:: Task directions ::
Output the data exactly, with every line intact.

(Dataset entries)
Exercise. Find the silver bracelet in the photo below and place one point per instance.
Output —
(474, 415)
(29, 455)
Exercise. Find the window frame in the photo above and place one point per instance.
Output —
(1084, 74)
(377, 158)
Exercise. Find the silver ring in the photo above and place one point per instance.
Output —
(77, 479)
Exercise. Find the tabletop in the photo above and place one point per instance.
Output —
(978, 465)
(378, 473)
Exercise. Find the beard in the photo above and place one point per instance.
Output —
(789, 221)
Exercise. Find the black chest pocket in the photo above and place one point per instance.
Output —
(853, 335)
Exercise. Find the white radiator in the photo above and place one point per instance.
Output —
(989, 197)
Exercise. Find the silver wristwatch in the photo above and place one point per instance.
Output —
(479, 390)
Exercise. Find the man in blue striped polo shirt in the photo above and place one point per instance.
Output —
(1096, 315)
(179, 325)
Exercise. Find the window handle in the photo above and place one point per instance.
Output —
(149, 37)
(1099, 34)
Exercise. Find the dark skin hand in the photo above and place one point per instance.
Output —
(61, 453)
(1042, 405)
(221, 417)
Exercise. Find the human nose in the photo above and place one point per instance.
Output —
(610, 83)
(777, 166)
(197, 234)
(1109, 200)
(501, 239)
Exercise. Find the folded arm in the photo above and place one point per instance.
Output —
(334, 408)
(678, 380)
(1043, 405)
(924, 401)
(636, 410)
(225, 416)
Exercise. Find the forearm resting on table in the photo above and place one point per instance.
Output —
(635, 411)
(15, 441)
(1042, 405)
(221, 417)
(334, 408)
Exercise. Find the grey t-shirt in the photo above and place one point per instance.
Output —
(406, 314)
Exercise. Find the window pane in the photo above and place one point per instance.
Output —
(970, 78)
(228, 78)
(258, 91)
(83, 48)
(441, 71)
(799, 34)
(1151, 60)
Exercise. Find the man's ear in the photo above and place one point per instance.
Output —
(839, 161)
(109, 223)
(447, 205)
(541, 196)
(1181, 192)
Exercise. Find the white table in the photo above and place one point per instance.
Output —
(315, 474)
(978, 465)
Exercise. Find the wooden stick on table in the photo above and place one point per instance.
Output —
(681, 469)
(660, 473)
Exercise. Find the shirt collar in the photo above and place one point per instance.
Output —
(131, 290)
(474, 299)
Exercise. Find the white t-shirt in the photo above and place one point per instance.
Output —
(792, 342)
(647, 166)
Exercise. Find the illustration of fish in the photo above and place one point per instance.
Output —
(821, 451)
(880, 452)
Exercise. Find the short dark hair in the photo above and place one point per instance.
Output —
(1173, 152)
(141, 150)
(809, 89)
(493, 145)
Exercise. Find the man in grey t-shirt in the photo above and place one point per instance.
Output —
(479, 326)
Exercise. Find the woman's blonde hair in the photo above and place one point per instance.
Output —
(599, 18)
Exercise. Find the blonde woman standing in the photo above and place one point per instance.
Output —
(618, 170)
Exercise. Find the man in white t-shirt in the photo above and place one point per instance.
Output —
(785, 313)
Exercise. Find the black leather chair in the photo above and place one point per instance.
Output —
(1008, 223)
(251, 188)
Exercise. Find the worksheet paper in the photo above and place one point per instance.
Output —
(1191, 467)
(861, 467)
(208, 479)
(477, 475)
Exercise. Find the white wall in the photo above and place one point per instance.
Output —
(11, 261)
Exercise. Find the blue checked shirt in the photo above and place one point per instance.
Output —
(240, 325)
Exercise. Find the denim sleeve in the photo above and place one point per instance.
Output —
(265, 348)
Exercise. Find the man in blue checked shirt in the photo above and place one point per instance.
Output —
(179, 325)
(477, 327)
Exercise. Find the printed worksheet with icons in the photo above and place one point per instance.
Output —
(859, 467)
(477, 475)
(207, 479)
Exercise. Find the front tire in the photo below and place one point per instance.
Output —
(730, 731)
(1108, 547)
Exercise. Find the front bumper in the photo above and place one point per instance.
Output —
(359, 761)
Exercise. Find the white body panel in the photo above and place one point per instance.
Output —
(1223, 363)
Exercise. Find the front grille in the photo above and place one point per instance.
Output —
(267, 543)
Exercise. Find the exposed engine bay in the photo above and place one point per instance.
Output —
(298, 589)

:: Response area ::
Exercise. Find the silver bracelet in the photo below and place one point per instance.
Output —
(474, 415)
(29, 455)
Exercise. Find the window frame in the photo above and place one point per instance.
Output —
(1084, 74)
(377, 158)
Exercise. Find the silver ring in the photo above and place one point per instance.
Output —
(77, 479)
Exercise. Find the tabletop in the photo above and place one point per instance.
Output —
(978, 465)
(378, 473)
Exercise. Find the beard in the photo above and place one point per instance.
Output —
(789, 221)
Exercise. Find the black chest pocket in the photo above and place one point per instance.
Output —
(853, 335)
Exercise. Find the white radiator in the photo above and place one point per instance.
Output —
(989, 197)
Exercise. Find the silver wristwatch in the photo above and place one point per instance.
Output —
(479, 390)
Exercise. Find the man in blue striped polo shirt in the photo above and place one point per instance.
Output —
(1096, 315)
(179, 325)
Exercise. Find the window handle in the photo above and place one point per instance.
Output —
(149, 37)
(1099, 34)
Exercise. Find the dark skin hand in the photo above and place one point per instance.
Output —
(61, 453)
(1042, 405)
(221, 417)
Exercise. Find the human nose in the photo above and place one point per instance.
Output —
(610, 83)
(777, 166)
(197, 234)
(1109, 200)
(501, 239)
Exercise. Find the folded arm in the photo above and place one point per instance.
Output —
(334, 408)
(678, 380)
(1043, 405)
(924, 401)
(636, 410)
(225, 416)
Exercise. Find the forearm resting on table in the photo above and place one point per instance.
Output —
(635, 411)
(15, 441)
(1042, 405)
(221, 417)
(334, 408)
Exercise. Find the grey t-shirt in the photo above and place one point per instance.
Output —
(406, 314)
Exercise. Find the window pane in the photo above and place one point per instance.
Output —
(970, 78)
(228, 78)
(258, 91)
(83, 48)
(441, 71)
(799, 34)
(1151, 60)
Exercise. Find the man's ear in the photo above and place one point per instance.
Output —
(839, 161)
(109, 223)
(447, 205)
(541, 196)
(1181, 192)
Exercise. Find the white table in the photo above and place one point per instance.
Output —
(315, 474)
(978, 465)
Exercise. Find the wooden stick on table in the photo above and place one point per instance.
Output —
(681, 469)
(660, 473)
Exercise. Find the shirt collar in the photo above and place one point per instance.
Output —
(131, 290)
(474, 299)
Exercise. Find the white t-shirt in the photo above and place one point per instance.
Output —
(792, 342)
(647, 166)
Exercise. Find the illustration of fish in the photo above and place one point per instance.
Output —
(821, 451)
(880, 452)
Exercise. Find the short dark hair in the photo above and place one point per instance.
Output —
(1173, 152)
(141, 150)
(809, 89)
(493, 145)
Exercise. Find the man in grey t-shirt in the photo above and place one point per instance.
Output —
(479, 326)
Exercise. Find the woman's blonde hair in the photo above and place one point per instance.
Output —
(599, 18)
Exercise. Find the blonde woman standing in the photo above and place one point per instance.
Output —
(618, 170)
Exercise. Find the man in white t-shirt in the photo above and place one point per instance.
Output —
(785, 313)
Exercise. Find the black leather chair in the photo above and place one point per instance.
Output —
(1008, 223)
(251, 188)
Exercise. Find the worksheet paper in the photo above and place one point per instance.
Output —
(1191, 467)
(861, 467)
(208, 479)
(477, 475)
Exercise. Find the white wall in the photo above and place one point per instance.
Output —
(11, 261)
Exercise. Find the blue checked shirt in the photo above and place one point per instance.
Output —
(240, 325)
Exercise. Find the denim sleeve in the photo above and place one point per instance.
Output —
(265, 348)
Exercise. Find the man in blue checked shirt in the photo above and place one point per instance.
Output —
(179, 325)
(477, 327)
Exercise. Find the printed worksheet with icons in the photo above and place one point per instance.
Output —
(859, 467)
(477, 475)
(207, 479)
Exercise. Find the front tire in the photo below and place one point per instance.
Output —
(730, 731)
(1108, 547)
Exercise. Find the front bumper in the photo above and place one point per instance.
Output —
(359, 761)
Exercise. Find the white body panel in the photo above and place one point per instance.
Output —
(1223, 363)
Exercise. Find the front grille in the photo above and place one point per instance.
Output —
(267, 543)
Exercise. Find the exposed engine bay in the photo above and place one point per instance.
Output —
(298, 589)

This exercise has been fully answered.